◆ PROBLEM: Below are the records; extract from them the line containing "Target: boy's bare arm" to the line containing "Put one marker on each instance of the lawn", both lines included, exactly and with no pictures.

Dataset items

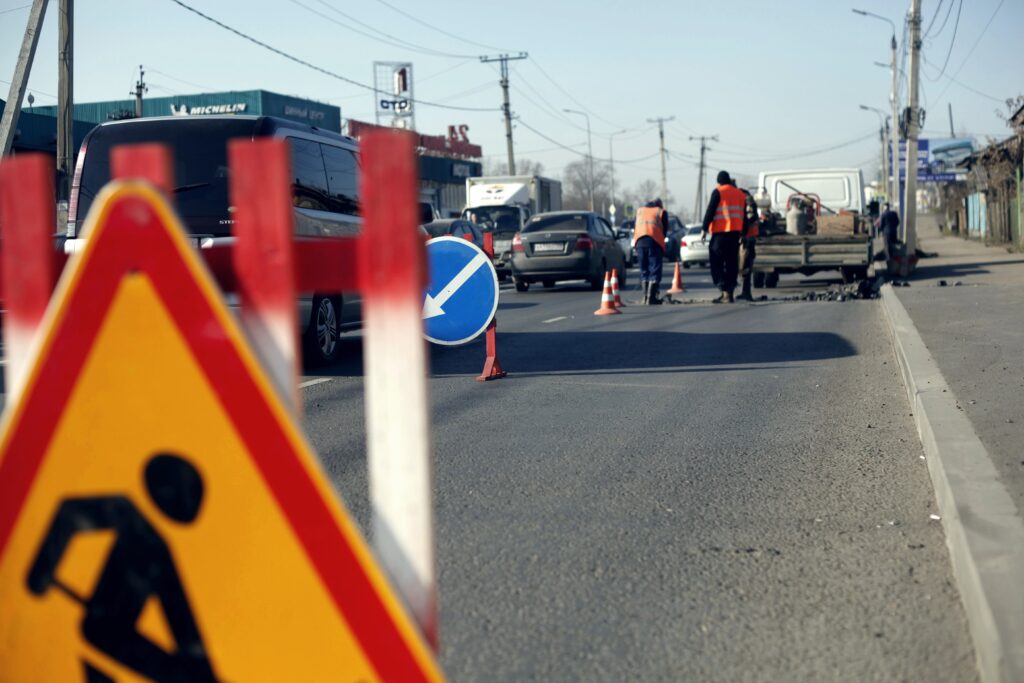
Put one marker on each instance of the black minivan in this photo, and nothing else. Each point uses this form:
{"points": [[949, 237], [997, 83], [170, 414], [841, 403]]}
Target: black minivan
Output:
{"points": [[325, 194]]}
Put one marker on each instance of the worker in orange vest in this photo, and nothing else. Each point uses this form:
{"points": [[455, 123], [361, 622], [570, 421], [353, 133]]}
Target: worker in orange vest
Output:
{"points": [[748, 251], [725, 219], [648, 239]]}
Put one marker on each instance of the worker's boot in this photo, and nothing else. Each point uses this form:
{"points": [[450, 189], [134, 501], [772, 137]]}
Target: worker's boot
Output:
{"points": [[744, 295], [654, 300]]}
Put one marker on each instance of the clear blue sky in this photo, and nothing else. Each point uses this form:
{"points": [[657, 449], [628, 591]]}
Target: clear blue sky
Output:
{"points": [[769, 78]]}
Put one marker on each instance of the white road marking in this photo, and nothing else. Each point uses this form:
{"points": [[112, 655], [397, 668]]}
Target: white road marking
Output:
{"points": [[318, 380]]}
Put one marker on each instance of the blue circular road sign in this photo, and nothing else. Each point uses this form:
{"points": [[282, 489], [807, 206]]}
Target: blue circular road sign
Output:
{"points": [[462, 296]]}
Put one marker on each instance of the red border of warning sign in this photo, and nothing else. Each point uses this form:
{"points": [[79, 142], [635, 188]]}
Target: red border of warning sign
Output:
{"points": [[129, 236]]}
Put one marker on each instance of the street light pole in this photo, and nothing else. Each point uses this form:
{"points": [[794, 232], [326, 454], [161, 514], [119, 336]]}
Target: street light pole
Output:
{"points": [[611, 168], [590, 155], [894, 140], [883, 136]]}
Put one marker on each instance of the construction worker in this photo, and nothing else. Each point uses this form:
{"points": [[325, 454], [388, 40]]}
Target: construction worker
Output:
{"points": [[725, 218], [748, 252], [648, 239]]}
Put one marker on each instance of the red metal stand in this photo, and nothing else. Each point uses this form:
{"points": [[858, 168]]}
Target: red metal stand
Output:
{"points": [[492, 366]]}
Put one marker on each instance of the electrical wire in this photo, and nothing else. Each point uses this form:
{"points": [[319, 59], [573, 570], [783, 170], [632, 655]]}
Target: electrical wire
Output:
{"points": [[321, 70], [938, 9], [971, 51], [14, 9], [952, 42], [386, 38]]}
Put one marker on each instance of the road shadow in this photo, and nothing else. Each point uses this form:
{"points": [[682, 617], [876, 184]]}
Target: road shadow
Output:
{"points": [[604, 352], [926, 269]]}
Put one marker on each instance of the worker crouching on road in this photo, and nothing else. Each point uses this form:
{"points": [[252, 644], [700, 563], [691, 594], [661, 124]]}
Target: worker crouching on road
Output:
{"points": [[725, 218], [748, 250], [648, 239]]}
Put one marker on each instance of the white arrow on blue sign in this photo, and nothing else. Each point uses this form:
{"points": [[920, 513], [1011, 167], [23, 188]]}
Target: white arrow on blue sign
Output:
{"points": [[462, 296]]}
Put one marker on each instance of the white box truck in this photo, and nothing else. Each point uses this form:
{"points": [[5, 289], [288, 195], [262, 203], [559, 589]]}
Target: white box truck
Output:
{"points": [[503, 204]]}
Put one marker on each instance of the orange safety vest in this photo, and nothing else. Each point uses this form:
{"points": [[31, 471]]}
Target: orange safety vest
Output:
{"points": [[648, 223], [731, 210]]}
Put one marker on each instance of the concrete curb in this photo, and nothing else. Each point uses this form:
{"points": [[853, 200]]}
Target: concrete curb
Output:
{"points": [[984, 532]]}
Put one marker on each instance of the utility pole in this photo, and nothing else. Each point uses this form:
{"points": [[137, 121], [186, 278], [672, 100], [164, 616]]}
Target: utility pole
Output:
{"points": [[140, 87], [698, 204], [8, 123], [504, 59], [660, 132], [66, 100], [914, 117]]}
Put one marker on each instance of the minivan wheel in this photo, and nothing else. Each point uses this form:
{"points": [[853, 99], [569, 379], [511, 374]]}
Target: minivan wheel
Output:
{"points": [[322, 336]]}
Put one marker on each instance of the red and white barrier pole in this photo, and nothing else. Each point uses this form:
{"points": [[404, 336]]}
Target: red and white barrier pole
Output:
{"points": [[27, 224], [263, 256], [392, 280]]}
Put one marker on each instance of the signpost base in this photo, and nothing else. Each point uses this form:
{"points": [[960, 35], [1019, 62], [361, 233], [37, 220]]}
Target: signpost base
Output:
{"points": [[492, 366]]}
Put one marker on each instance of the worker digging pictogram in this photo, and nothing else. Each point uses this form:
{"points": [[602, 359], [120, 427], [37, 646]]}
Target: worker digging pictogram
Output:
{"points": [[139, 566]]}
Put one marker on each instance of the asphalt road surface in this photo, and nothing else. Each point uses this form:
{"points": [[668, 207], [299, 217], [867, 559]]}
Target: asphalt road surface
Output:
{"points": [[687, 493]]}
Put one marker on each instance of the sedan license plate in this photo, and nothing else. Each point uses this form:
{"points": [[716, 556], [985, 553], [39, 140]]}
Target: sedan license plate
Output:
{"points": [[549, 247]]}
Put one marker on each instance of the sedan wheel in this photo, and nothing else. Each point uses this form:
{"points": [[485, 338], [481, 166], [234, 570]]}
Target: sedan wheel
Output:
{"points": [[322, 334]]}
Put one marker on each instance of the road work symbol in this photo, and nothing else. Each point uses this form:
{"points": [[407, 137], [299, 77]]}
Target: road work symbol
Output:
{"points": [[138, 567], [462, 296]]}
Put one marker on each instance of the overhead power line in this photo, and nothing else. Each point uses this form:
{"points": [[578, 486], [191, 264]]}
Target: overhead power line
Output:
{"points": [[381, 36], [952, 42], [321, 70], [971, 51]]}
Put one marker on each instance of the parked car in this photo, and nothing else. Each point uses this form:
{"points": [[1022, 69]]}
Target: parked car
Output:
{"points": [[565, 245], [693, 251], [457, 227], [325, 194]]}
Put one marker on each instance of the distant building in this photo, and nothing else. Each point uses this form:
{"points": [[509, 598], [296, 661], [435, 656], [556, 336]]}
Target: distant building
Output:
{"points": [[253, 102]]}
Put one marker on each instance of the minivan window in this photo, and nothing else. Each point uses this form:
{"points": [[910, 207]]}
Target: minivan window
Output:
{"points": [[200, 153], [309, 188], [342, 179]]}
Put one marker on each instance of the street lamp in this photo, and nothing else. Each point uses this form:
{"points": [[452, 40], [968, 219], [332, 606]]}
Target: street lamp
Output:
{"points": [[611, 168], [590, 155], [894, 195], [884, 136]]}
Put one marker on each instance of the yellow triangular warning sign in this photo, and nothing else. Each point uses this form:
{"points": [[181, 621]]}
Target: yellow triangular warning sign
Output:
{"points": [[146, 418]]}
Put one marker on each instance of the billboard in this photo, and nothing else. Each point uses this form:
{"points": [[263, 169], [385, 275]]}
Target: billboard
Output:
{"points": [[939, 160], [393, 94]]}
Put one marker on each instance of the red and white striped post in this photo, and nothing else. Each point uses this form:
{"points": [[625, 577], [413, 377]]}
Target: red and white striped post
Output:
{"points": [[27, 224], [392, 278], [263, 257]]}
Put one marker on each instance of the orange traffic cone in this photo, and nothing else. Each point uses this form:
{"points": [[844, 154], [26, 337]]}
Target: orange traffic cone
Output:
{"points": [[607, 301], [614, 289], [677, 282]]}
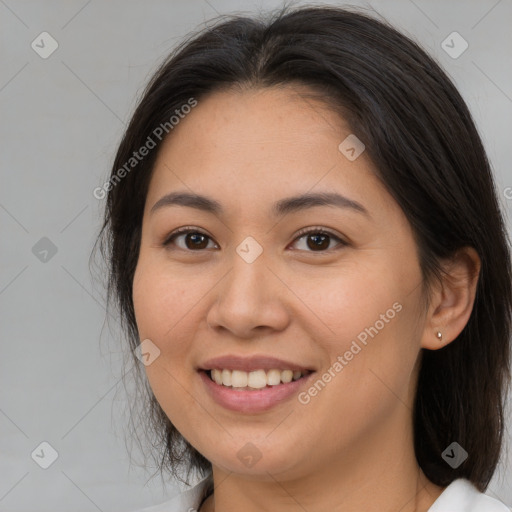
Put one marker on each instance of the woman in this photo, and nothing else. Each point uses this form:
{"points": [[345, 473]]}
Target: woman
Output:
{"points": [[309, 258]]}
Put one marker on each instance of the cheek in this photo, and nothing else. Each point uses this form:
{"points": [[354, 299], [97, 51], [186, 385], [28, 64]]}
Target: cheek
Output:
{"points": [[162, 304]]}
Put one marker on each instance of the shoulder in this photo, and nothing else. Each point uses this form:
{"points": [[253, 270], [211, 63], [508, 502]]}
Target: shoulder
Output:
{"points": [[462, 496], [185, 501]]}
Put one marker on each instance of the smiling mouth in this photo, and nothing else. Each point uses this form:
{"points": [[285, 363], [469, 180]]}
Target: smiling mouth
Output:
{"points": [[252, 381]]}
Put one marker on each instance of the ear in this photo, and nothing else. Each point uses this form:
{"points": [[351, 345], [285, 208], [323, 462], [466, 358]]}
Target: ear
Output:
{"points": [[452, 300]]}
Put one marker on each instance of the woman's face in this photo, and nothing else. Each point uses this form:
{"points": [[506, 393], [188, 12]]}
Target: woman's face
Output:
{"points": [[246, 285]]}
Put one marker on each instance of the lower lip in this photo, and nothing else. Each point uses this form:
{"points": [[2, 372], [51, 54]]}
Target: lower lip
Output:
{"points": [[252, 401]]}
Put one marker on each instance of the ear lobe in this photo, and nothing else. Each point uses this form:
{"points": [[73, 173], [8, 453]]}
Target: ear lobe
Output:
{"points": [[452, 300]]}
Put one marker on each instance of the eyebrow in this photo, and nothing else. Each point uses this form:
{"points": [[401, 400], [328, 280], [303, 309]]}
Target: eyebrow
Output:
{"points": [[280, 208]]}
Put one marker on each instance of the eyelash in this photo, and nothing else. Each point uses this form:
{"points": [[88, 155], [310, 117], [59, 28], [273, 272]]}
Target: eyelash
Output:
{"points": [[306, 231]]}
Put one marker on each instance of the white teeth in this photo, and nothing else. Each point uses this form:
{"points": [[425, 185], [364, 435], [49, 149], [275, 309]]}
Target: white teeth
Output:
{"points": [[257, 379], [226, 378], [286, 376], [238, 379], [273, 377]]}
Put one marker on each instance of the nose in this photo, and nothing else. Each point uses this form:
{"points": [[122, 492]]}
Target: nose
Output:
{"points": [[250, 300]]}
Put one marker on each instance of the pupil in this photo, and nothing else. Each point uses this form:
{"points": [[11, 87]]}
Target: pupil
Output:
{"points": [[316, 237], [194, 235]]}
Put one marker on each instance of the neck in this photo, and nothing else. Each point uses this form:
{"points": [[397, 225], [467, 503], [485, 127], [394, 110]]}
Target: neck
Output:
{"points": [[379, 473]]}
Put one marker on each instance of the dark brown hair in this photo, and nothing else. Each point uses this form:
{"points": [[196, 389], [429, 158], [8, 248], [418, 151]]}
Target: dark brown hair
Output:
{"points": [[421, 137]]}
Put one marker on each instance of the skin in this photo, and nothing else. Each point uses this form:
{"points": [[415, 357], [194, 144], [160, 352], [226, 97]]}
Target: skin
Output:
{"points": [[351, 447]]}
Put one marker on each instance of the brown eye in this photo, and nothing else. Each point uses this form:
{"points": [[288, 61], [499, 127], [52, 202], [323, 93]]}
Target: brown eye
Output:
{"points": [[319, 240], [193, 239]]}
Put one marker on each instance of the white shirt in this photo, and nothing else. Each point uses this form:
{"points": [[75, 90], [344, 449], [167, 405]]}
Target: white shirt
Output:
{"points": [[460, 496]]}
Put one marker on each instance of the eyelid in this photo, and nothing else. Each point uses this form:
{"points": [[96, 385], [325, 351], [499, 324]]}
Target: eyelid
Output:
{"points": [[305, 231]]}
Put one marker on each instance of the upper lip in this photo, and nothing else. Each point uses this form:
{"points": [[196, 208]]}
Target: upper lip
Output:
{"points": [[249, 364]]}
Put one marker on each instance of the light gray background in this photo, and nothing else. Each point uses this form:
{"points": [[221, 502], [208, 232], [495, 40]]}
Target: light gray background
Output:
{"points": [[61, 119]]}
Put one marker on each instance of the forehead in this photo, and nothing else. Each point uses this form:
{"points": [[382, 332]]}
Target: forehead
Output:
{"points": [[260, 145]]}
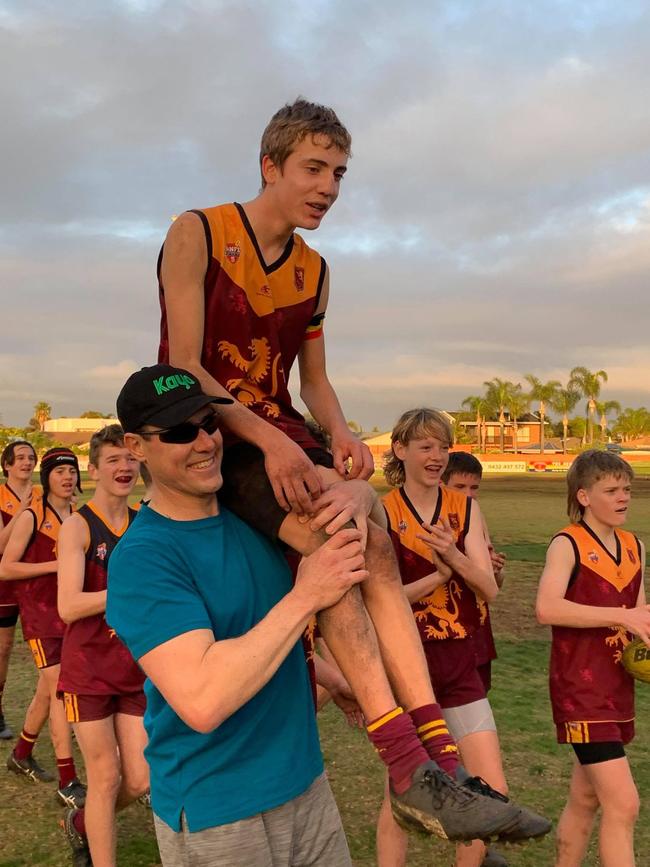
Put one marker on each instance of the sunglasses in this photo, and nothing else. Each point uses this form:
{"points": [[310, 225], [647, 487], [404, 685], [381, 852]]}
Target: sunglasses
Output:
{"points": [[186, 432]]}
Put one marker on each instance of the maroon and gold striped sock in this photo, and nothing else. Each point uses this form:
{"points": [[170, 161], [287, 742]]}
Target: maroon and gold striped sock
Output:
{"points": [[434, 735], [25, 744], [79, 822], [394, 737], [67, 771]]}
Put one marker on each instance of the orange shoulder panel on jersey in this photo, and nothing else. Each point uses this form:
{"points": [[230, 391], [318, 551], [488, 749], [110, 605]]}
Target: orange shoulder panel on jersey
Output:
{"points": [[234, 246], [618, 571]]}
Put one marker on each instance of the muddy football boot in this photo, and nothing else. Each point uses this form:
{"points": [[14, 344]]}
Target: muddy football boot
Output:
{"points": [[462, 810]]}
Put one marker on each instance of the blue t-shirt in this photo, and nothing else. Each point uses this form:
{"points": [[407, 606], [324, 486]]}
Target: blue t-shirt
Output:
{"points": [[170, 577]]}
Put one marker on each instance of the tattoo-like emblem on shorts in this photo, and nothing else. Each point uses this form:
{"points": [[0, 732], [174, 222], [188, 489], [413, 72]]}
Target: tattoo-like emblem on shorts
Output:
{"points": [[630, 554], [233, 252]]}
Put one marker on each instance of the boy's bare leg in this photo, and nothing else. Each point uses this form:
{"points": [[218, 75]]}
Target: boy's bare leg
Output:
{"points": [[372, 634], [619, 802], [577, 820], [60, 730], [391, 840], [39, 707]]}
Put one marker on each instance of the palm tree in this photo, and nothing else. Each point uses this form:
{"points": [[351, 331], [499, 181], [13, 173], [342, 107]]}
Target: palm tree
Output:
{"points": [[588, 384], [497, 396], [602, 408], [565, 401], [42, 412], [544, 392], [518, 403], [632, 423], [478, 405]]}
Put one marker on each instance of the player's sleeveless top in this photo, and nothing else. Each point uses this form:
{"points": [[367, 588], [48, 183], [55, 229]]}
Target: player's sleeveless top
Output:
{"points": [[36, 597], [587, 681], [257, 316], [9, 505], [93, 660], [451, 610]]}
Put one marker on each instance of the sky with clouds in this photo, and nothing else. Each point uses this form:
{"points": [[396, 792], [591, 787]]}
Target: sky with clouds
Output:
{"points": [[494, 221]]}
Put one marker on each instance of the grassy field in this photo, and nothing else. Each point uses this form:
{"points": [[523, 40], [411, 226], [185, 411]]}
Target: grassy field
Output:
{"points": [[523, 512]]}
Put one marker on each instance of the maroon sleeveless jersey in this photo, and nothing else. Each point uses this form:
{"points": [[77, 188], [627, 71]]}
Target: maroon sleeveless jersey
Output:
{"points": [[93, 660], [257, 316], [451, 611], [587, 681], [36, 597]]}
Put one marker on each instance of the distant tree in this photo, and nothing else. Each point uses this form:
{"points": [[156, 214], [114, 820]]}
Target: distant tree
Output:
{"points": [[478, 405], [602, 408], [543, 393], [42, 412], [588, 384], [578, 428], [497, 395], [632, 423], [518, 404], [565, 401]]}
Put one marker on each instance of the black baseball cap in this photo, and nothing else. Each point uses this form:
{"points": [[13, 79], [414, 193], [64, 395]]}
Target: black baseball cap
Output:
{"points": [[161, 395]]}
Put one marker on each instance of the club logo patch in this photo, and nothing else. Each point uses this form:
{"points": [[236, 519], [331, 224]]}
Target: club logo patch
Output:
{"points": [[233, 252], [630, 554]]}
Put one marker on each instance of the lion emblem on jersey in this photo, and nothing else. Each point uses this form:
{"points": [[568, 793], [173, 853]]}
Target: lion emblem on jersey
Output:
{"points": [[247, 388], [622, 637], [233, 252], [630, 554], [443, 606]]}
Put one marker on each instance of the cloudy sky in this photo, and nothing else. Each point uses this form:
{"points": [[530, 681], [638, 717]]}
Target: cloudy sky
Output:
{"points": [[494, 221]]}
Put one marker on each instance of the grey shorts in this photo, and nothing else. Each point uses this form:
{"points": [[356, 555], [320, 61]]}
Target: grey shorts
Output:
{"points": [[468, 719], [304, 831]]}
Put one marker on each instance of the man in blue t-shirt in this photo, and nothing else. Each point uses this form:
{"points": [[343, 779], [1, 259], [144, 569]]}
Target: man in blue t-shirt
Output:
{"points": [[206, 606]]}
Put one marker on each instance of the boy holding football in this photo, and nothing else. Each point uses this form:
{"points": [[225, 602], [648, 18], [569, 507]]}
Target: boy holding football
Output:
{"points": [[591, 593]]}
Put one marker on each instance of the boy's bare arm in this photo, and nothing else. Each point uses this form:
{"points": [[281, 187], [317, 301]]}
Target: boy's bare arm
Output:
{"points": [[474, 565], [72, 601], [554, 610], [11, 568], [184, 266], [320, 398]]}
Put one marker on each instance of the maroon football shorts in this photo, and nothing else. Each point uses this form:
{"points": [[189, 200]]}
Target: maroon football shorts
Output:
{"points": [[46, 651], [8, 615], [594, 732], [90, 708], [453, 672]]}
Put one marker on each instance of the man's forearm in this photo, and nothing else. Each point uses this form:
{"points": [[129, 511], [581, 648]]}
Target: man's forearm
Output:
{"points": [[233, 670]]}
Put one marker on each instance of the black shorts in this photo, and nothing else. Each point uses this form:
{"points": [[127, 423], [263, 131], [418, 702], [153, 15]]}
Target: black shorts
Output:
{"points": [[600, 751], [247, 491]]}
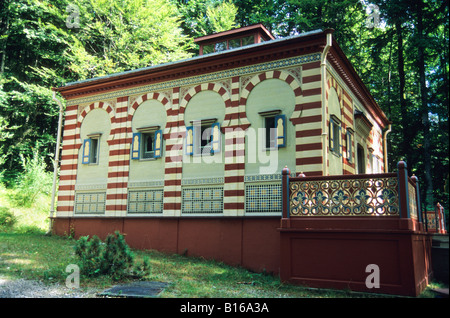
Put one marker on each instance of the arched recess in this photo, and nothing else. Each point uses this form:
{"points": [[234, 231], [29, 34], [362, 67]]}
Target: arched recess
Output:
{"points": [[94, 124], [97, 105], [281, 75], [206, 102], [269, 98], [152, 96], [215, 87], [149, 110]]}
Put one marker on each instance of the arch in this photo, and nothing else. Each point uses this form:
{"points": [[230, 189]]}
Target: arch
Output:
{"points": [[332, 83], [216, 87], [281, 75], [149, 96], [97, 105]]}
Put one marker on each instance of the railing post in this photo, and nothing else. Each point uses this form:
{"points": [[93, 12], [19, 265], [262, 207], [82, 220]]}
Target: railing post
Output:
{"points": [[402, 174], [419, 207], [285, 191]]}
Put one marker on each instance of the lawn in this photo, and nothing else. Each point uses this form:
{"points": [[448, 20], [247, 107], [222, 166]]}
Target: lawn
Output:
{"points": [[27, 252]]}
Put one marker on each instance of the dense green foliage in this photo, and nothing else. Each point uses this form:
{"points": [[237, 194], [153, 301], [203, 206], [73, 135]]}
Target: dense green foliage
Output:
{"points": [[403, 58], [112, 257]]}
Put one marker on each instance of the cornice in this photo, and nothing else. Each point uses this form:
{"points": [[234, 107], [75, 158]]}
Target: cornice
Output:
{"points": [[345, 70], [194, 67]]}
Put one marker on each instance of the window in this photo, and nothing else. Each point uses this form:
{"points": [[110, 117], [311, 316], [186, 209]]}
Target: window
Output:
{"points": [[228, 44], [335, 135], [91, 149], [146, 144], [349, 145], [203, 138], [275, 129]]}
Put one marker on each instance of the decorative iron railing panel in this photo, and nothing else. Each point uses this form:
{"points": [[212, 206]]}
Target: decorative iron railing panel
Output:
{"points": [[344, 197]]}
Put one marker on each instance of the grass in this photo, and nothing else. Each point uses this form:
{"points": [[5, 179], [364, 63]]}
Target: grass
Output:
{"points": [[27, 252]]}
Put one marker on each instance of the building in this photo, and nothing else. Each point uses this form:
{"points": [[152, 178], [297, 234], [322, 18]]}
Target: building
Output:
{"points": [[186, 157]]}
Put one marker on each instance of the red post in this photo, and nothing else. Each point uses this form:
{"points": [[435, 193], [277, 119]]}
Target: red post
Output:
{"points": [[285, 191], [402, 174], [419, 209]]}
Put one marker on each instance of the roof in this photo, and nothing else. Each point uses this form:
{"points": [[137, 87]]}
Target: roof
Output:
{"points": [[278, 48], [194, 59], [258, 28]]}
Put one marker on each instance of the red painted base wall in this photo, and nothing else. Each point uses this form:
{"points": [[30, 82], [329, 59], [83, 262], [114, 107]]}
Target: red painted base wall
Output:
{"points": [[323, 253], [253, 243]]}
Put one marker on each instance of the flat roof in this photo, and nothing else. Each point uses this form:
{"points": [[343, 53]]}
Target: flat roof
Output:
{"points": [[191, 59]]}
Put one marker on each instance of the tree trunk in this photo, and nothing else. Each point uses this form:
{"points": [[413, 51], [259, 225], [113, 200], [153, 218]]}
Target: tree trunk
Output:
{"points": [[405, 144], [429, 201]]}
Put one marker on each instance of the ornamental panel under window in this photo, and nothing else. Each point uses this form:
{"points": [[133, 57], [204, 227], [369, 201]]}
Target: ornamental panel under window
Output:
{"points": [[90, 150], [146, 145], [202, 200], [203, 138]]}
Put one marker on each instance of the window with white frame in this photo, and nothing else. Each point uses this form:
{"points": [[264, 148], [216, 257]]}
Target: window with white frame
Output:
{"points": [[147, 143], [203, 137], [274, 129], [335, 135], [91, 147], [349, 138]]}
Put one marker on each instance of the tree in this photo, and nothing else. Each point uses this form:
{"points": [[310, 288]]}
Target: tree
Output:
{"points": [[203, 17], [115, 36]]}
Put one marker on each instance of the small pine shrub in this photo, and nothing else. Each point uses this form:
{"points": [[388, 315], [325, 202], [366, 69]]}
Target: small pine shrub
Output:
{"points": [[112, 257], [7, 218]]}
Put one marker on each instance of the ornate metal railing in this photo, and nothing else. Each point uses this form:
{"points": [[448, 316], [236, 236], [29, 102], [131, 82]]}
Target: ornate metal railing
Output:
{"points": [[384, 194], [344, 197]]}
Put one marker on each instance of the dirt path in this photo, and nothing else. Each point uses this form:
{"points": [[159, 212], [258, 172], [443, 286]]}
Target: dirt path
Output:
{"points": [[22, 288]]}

◆ WRITTEN RESPONSE:
Target: boy's bare arm
Output:
{"points": [[474, 565], [72, 601], [554, 610], [11, 568], [184, 266], [320, 398]]}
Put one marker on each instance of the maroon football shorts in this photo, and nothing else. Each point uses this form:
{"points": [[189, 200]]}
Target: maroon football shorts
Output:
{"points": [[46, 651], [8, 615], [594, 732], [90, 708], [453, 672]]}
Put one marker on each instance of the man's forearm in this photo, and nothing else. Each point uses this form:
{"points": [[129, 511], [581, 648]]}
Target: man's forearm
Output:
{"points": [[233, 670]]}
Put one marker on each instance of the black shorts in this photo, and nothing else. Each point uses this form:
{"points": [[127, 423], [263, 131], [418, 702], [153, 15]]}
Target: black shorts
Output:
{"points": [[600, 751], [247, 491]]}
Put one marker on each instance of the arched recess in this photo, and nothing else. Each point uses this form:
{"points": [[234, 231], [29, 34], [362, 67]]}
Target: arched recess
Output:
{"points": [[94, 124], [97, 105], [281, 75], [206, 102], [269, 98], [152, 96], [215, 87], [149, 110]]}
Put one marker on each instance of the arch in this photo, and nothing else. Each point uses this form:
{"points": [[230, 189]]}
Target: arch
Output:
{"points": [[332, 83], [216, 87], [281, 75], [149, 96], [97, 105]]}
Put one marker on each instance of the railing post in this photo, and nothing else. Each point uses this form:
{"points": [[93, 12], [19, 265], [262, 207], [82, 220]]}
Target: railing post
Output:
{"points": [[402, 174], [419, 207], [285, 191]]}
Put one marker on each instance of the lawn in this photo, and nothing else. Each point uses this form:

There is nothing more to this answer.